PROBLEM REQUIREMENTS = Swap "firewood" for "kindling" in the lines from the one containing "Target: eyebrow" through the end of the records, and give back only those lines with nothing else changed.

Begin MATERIAL FOR THIS EXERCISE

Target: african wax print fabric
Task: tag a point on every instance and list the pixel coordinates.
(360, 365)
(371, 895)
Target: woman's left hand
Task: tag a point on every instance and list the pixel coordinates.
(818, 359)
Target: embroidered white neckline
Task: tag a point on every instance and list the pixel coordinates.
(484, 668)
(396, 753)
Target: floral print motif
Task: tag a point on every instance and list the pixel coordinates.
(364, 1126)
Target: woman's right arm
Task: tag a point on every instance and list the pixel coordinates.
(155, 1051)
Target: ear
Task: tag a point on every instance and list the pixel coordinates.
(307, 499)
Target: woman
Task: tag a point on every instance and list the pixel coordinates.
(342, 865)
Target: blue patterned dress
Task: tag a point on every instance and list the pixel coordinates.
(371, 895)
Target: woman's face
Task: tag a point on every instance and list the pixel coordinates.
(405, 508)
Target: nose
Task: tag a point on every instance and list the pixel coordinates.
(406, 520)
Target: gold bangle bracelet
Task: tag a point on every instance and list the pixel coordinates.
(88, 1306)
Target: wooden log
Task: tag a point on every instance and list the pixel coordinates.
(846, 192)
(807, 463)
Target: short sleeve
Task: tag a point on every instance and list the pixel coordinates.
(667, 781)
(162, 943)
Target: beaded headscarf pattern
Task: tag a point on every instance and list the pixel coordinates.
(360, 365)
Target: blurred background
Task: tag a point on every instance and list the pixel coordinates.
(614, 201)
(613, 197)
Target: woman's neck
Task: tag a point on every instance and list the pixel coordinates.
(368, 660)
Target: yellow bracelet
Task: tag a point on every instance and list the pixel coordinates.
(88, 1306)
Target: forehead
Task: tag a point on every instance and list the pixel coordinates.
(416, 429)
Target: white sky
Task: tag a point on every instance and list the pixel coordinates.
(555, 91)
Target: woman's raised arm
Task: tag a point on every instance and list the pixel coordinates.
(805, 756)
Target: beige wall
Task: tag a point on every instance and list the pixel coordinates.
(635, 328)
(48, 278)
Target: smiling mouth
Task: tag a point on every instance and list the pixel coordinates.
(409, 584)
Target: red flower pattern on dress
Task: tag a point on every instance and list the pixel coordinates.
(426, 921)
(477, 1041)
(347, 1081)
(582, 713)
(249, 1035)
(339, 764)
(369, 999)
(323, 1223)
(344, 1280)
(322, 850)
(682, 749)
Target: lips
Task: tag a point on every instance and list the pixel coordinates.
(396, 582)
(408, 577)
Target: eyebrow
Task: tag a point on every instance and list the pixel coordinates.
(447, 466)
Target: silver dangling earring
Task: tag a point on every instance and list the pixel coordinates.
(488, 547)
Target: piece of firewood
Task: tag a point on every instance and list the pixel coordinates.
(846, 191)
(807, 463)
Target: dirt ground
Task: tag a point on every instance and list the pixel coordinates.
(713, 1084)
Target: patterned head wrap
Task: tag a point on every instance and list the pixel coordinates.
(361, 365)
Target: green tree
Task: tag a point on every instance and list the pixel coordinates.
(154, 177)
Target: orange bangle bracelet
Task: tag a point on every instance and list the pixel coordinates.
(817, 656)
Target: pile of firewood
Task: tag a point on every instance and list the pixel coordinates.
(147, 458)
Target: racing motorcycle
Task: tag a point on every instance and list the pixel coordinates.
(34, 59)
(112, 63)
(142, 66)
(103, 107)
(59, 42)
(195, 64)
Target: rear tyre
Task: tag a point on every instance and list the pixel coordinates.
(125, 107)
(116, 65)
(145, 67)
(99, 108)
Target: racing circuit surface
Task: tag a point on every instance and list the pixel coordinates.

End MATERIAL FOR THIS EXERCISE

SOLUTION TO THIS TASK =
Target: eyebrow
Task: tag a point on every instance and list the pixel coordinates.
(447, 466)
Target: silver dangling earring
Task: tag a point on every instance and list the pixel coordinates.
(488, 547)
Target: piece of kindling
Task: tag a point on every instance and list the pixel coordinates.
(846, 191)
(807, 463)
Target: dirt ground
Task: tag a point on every instance and list the pixel coordinates.
(713, 1084)
Target: patterned head wrap
Task: tag a point on every instance and list the pixel coordinates.
(361, 365)
Target: green tree
Task: tag a point on every instance and list the pixel coordinates.
(154, 177)
Target: orange bangle bracelet
Task: tag a point on every instance and list the pixel coordinates.
(817, 656)
Target: pile of kindling
Task: tag a point on every instance and list the pixel coordinates.
(147, 458)
Target: racing motorcycle
Task: tag a point on every instance and list the pixel coordinates.
(34, 59)
(112, 63)
(142, 66)
(103, 107)
(59, 42)
(195, 64)
Target: rear tyre
Task: tag a point on every instance and list the pixel coordinates.
(125, 107)
(116, 65)
(145, 67)
(99, 108)
Target: racing circuit surface
Task: tag a point on every instance and list the pixel coordinates.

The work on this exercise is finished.